Assignment
In the records below, begin at the line that has "Locate the fc" and stop after the line that has "Locate the player's bent"; quote those lines verbatim and nothing more.

Records for this exercise

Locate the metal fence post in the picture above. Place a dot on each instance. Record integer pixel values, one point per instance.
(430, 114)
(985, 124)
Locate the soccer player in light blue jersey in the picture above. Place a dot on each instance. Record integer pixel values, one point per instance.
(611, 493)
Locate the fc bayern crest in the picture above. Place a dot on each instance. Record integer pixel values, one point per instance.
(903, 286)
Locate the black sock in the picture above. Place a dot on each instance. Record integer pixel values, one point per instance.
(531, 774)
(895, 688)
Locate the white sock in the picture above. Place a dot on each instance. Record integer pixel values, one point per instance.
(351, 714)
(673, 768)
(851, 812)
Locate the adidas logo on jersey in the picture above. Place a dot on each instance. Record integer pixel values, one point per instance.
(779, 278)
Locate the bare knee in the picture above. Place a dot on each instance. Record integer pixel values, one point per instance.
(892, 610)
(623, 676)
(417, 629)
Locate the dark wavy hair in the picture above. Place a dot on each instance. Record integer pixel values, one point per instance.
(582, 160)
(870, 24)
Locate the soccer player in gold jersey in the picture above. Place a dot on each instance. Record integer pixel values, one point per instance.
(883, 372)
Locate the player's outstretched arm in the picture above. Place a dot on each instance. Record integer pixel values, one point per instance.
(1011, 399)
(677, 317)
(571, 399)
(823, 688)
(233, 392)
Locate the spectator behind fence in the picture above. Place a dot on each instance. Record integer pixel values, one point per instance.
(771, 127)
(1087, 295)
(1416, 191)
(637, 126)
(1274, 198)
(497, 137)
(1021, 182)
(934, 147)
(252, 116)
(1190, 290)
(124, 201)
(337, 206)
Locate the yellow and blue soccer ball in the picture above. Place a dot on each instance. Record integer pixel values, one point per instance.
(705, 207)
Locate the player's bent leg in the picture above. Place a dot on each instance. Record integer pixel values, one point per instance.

...

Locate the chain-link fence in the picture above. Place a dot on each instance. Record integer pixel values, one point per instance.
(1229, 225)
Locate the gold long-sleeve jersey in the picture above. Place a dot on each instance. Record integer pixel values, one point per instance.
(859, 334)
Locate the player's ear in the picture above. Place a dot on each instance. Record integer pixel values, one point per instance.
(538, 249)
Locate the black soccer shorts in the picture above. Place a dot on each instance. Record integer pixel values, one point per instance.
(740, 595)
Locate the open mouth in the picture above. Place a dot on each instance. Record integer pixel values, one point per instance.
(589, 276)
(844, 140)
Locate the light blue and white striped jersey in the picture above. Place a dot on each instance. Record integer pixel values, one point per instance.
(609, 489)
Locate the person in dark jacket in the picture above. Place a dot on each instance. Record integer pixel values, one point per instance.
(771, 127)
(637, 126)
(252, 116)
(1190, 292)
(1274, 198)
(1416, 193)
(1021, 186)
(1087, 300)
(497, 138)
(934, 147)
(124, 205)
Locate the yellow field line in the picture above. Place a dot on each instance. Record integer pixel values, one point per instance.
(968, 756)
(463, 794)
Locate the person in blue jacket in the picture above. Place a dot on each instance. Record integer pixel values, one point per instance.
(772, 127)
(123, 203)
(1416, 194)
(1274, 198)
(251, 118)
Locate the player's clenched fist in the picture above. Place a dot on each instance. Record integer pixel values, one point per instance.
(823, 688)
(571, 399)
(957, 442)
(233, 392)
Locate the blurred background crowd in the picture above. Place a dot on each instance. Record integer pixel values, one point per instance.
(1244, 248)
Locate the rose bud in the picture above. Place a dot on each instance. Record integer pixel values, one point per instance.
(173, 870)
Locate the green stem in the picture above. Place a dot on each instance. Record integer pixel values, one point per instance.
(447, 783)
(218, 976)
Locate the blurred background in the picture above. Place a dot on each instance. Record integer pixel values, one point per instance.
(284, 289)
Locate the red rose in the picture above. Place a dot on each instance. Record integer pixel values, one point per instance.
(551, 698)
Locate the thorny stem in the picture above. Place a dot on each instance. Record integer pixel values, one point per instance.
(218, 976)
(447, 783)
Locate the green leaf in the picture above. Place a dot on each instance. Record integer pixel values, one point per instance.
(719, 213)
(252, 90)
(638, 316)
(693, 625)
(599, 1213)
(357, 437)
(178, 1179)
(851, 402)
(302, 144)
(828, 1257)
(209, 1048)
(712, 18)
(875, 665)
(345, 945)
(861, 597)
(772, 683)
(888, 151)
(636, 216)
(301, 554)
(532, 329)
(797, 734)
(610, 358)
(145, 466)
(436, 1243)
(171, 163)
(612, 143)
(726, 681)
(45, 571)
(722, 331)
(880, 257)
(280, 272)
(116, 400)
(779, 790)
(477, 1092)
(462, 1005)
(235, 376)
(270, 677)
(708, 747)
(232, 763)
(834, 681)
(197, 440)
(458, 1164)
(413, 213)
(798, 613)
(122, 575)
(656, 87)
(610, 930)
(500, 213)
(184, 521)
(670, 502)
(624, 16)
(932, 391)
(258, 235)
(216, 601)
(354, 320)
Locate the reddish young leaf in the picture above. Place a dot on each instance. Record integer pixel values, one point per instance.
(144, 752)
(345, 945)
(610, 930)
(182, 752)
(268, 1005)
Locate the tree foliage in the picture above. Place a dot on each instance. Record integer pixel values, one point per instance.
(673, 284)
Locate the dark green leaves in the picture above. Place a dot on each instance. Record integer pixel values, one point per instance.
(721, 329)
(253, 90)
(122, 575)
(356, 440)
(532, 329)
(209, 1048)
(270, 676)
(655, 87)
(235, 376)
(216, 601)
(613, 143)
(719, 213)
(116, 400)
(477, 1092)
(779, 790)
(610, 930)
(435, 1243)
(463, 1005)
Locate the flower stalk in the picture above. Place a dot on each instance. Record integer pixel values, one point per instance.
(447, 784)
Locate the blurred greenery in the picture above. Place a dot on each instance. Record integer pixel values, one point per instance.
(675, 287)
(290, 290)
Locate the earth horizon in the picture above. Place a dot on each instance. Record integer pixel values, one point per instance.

Response to the exercise
Locate the fc bayern crest in the picture above. Place a dot on each instance. Record integer pixel values, one point per instance.
(903, 286)
Locate the black sock in the picture above. Place a dot on each instance. Record integer pixel values, one point per instance.
(531, 774)
(895, 688)
Locate the white sock in the picture above. Place a dot on each instance. Record integer pixel values, one point per instance.
(351, 714)
(673, 768)
(851, 812)
Locate the adidas logo on jersey in the picture above. Place a dot on each instance. Record integer pixel values, one point per instance.
(779, 278)
Locate the bare knee in the picture above. Place a dot on each instance. Record integer pixel values, one point per instance.
(892, 610)
(623, 676)
(417, 629)
Locate the dark wavy hair in the picture above. Place a dot on each instance. Record integer pixel values, one point per instance.
(582, 160)
(870, 24)
Locate the soccer player in gold jersey in the picture above. Place a dot on each instance. Record integer pixel values, one point per instance.
(883, 372)
Locate the player's outstretched arm in the picture above. Place a dot on each instance. Record integer pixel values, one point per instance.
(1011, 399)
(677, 317)
(571, 399)
(823, 688)
(233, 392)
Locate the spectator behind fence in the picture above. Place a dot on each instance. Record integer pixel values, one point per instance.
(771, 127)
(1087, 295)
(1416, 191)
(637, 126)
(1274, 198)
(497, 137)
(1021, 182)
(934, 147)
(252, 116)
(1190, 290)
(124, 201)
(337, 206)
Locate the yellow and blue soccer ball in the picture above. Place a dot on each instance. Record integer pixel values, one point per instance.
(705, 207)
Locate the player's bent leg in the picture above. Place a dot on each instance. Record integer pixel values, one point per instance.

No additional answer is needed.